> _AUFGABENSTELLUNG_: Führen Sie den Forenbeitrag über das Portage-Skript mit NFS-Verzeichnissen im Anschluss an seinen letzten Satz weiter.

> _AUSGANGSTEXT_:
━━━━━━━━━━━━━━━━
Das mit dem read-only ist bei mir auch aufgetreten (nfs). Wenn man dann nochmal emerge xyz macht gehts. Aber soweit ich das beurteilen kann liegt das an Portage und nicht an dem Script...

----------

## Pette

Hallo.

Ich bin hellauf begeistert von diesem tollen Skript!

Hab dennoch 2 Fragen/Anmerkungen:

1) Mein eines Dist_Overlay Verzeichnis wird per NFS von meinem Desktop-PC auf meinen Laptop gemountet. Wenn ich nun mit dem Laptop an der Uni bin und dort "emerge -uf" ausführe, versucht er natürlich auch dieses Verzeichnis zu mounten. Und das kann mit unter Minuten dauern, bis er gerafft hat, dass das Verzeichnis nicht gemountet werden kann.

Kann man den mount-Prozess irgendwie beschleunigen? Gibts da nicht ne Art "timout" Funktion?

Wäre cool.

2) Wenn er eine Datei auf dem Desktop zuhause gefunden hat, macht er einen Link dorthin. Wunderbar. Jedoch bricht das Skript sofort danach mit Fehler-Meldungen ab. Ich glaube diese Fehlermeldungen stehen in Zusammenhang mit dem getdelta-Skript. Bin mir aber nicht sicher.
━━━━━━━━━━━━━━━━
> _GEGEBENE ANGABEN_:
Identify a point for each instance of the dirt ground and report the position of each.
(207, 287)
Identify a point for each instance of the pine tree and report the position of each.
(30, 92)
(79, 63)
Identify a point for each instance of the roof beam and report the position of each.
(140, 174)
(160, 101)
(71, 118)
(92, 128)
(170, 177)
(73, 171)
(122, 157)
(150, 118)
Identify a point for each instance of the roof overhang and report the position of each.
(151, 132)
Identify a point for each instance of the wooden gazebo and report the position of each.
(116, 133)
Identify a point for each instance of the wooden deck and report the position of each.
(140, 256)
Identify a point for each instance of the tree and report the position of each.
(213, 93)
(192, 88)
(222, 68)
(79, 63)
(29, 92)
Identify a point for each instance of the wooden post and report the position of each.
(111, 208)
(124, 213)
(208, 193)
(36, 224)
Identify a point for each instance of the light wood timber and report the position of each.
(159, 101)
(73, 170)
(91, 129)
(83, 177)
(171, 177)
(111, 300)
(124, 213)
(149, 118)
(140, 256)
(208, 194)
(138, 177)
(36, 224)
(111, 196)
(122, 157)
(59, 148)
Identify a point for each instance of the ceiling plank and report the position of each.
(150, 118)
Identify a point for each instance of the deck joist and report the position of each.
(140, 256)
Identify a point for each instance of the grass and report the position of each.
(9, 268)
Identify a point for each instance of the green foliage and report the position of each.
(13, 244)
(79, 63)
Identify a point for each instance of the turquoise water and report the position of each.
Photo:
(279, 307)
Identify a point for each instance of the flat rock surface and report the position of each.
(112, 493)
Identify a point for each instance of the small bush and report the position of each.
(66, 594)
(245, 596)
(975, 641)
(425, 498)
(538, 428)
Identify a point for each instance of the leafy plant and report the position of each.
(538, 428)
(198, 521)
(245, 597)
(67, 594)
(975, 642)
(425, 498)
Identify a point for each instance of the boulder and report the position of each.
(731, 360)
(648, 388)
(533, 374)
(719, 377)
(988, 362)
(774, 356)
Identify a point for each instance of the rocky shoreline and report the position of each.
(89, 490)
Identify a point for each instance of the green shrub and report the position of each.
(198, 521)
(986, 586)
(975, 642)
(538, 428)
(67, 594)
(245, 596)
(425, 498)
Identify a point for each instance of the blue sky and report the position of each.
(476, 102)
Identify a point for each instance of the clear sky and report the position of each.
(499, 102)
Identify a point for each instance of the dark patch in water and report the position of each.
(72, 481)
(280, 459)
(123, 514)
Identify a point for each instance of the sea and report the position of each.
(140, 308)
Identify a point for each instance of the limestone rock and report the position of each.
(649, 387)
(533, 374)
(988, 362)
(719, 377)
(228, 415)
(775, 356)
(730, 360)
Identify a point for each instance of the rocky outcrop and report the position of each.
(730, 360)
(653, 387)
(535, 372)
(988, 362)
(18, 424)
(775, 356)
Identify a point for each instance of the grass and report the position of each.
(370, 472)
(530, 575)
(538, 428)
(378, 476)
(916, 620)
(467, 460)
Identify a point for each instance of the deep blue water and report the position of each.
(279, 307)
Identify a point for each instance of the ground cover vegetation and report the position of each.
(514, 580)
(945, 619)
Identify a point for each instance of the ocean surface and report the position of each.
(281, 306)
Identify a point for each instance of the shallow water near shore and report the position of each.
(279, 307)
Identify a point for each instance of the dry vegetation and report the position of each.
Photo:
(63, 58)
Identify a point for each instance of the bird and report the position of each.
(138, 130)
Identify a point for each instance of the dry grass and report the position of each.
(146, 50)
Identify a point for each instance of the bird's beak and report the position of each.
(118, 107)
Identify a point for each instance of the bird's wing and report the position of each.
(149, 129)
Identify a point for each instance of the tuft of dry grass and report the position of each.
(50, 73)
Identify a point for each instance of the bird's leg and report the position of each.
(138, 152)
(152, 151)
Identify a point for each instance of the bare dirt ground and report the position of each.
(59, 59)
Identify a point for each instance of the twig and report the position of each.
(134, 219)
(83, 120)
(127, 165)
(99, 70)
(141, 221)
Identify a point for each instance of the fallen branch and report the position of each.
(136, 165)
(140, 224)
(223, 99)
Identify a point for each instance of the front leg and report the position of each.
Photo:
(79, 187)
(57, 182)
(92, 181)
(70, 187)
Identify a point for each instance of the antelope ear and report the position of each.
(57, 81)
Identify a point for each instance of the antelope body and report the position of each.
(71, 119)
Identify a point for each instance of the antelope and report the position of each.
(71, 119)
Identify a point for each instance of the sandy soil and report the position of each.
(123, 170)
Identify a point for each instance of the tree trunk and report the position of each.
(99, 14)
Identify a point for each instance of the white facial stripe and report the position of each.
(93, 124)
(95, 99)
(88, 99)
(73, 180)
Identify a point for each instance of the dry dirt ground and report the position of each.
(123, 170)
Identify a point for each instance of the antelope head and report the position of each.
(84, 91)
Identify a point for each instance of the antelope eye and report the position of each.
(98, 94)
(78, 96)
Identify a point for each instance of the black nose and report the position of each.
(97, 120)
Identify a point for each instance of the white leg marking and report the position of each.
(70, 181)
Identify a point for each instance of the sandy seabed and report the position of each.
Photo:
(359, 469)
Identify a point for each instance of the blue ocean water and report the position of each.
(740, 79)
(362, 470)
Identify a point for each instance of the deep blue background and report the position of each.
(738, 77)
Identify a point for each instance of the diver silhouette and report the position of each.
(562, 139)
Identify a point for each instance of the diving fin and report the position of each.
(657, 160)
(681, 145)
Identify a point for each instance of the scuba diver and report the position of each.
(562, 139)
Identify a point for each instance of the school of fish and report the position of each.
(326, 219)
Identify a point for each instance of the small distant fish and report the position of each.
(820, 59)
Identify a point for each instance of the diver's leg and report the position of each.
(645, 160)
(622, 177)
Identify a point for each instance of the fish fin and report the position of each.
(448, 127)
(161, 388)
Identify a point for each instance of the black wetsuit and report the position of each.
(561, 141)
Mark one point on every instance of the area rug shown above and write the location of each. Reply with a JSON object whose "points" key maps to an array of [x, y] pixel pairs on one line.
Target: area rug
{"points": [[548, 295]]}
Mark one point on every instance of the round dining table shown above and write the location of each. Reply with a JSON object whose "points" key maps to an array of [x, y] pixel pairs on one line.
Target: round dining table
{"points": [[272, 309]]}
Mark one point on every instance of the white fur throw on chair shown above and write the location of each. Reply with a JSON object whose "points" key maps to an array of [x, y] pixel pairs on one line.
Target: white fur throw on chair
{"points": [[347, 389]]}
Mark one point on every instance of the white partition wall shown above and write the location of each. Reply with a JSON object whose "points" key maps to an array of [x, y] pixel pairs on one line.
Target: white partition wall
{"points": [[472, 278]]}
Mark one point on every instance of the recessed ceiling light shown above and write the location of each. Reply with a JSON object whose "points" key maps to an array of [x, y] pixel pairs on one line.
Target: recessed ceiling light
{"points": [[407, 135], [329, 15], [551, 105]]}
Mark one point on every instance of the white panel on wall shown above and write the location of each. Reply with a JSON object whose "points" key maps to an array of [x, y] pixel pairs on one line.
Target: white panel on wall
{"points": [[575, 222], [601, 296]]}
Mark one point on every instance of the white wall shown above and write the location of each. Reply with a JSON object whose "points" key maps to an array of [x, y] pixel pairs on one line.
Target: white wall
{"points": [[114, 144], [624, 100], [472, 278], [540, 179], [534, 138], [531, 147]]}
━━━━━━━━━━━━━━━━
> _LÖSUNG_:
Ich werde die Fehlermeldung nachreichen, sobald ich zuhause bin.

Greetz,

Pette

----------

## d4rkn0va

Also, das mit dem Read-Only-Fehler ist garantiert ein "Fehler" in Portage, allerdings gibts da sicher auch nen Fix dafür, egal wie dirty er ist..

Morgen rüst ich hier 60 Rechner auf gentoo um, spätestens dann brauch ich das Script, hat irgendwer noch Vorschläge?

----------

## Pette

Hab gerade diesen Thread entdeckt:

HOWTO:Download Cache for your LAN-Http-Replicator (ver 3.0)

Hab mich noch nicht wirklich näher damit befasst, aber ist das nicht sowas in der Art wie DistOverlay?

Hat das hier schon jemand ausprobiert?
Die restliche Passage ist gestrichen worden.